[Quoted text]
Cusack plays Walter “Gib” Gibson, a college student who makes a cross country trip to meet the “Sure Thing” of the title. Unfortunately, he finds himself stuck on the road with uptight fellow student Alison Bradbury, who is heading to California to see her boyfriend. The two hate each other, which leads to inevitable set backs on the road and the eventual realization that maybe they actually like each other.

Despite the well worn horny teen makes epic quest to get laid plotline, this comedy from Rob Reiner actually has an incredibly sweet side to it, helped in no small part to the likeable performances from the cast and Cusack's natural charm as a leading man.


“All good artists are unemployed, until they find a manager. A guy like me who will mould their talents in to cold hard cash. A guy who will tap into that vast store of potential that lies dormant beneath that grubby little exterior.”

Cusack stars with Tim Robbins as Ivan and Josh; a pair of recently fired security guards who set up a video production company. Through Josh’s talent and Ivan’s business savvy they start to find success and attract the attention of a right wing politician, a scheming music reporter and a producer willing to give them a chance if they’ll work on spec. Although it’s not one of the instantly recognized classics, there is something of the cult classic about the film.

Say Anything…

“She's gone. She gave me a pen. I gave her my heart, she gave me a pen.”

‘To know Lloyd Dobler is to love him. Diane Court is about to know Lloyd Dobler.’ Never has a tagline to a film done a better job of telling you everything you need to know about it. Cameron Crowe makes his directorial debut with this charming 80’s romance, that builds on it’s simple premise of teenage love, with wit and a sweetness that was often lacking in these movies.

Say Anything… remains one of my all time favourite movies (it’s one I’ve written about before for this very site) and is definitely top 3 Cusack.

The Grifters

“Well, who’s a boy gonna talk to if not his mother?”

Cusack stars as Roy Dillon, a small time con man, who finds himself torn between his new girlfriend and his Mother, both of whom are working him for their own gains. Grifters is a film I got free on video on the front of a magazine (that used to be a thing) and, being around 16 years old at the time, remember feeling quite grown up watching it. It’s one of those films that I really like and would recommend anyone check it out, but it’s not one that I go to on a regular (or even semi-regular) basis. Well worth checking out though if you haven’t seen it already.

Bullets Over Broadway

“Yes, but that's because you're a genius. And the proof is that both common people and intellectuals find your work completely incoherent. Means you're a genius.”

Cusack fills the Woody Allen role, playing David Shayne; a struggling playwright, who finds himself forced to cast a mobsters girlfriend in his latest play to get it produced. A large part of your enjoyment of this film is going to depend on your enjoyment of Woody Allen’s films, but for me it falls into lists of both the best Woody Allen films and the best of Cusacks.

Grosse Pointe Blank

“No, no. Psychopaths kill for no reason. I kill for *money*. It's a *job*. That didn't come out right.”

Cusack stars as Martin Blank, a kid who ran away from his hometown of Grosse Pointe on prom night to join the army, leading to a life as a professional hitman. Finding himself at a moment of crisis in his life, both personally and professionally, Blank finds himself drawn back to Grosse Pointe on a job that happens to coincide with his 10 year High School reunion.

[Aim] Reproduce the part of the John Cusack film roundup starting with "Cusack fills the" and going on through "best of Cusacks.", word for word.

[Data block]
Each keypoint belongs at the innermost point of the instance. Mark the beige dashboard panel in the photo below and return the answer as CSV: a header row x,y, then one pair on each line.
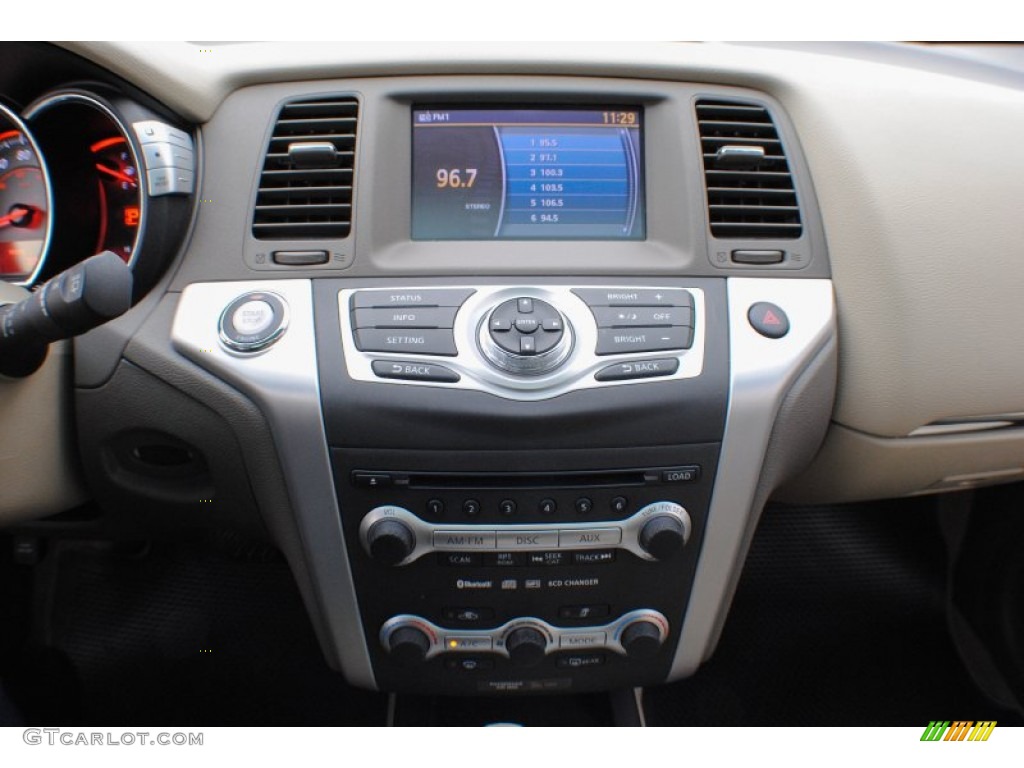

[Output of the exercise]
Cusack fills the Woody Allen role, playing David Shayne; a struggling playwright, who finds himself forced to cast a mobsters girlfriend in his latest play to get it produced. A large part of your enjoyment of this film is going to depend on your enjoyment of Woody Allen’s films, but for me it falls into lists of both the best Woody Allen films and the best of Cusacks.